BRIEF: In how many lines of these records does the word "Label" appear? Give the number by itself.

[Collected data entries]
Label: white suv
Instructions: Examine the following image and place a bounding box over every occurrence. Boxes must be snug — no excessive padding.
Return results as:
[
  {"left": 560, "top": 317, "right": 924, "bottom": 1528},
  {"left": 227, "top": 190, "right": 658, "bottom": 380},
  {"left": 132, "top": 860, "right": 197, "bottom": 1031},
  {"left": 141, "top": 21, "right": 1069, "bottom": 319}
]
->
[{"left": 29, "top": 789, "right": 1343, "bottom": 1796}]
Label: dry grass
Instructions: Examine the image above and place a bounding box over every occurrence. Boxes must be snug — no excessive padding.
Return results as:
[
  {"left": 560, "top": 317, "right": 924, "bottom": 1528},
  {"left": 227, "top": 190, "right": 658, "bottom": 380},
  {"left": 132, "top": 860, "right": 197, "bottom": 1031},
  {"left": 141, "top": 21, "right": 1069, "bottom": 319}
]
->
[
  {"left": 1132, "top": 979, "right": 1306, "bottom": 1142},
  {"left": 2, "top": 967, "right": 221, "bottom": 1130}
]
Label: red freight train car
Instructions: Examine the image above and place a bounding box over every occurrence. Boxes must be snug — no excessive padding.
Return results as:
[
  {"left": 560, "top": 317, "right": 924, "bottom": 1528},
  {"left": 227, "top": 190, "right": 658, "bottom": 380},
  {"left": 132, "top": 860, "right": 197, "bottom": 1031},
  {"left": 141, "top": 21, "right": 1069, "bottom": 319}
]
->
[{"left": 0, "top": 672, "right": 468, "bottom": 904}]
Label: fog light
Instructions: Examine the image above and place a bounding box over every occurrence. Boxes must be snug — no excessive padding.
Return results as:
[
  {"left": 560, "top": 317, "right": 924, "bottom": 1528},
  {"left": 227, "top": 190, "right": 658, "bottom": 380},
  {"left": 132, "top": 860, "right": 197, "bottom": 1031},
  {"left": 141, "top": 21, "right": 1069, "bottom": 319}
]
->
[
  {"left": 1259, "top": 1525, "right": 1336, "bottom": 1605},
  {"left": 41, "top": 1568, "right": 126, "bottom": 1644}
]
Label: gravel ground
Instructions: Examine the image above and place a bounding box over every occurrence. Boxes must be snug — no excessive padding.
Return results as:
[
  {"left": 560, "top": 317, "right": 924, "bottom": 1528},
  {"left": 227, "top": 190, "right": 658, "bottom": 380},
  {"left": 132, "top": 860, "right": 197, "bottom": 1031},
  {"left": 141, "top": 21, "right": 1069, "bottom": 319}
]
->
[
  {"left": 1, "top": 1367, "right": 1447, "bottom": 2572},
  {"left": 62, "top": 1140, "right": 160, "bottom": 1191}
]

WRITTEN SOLUTION: 5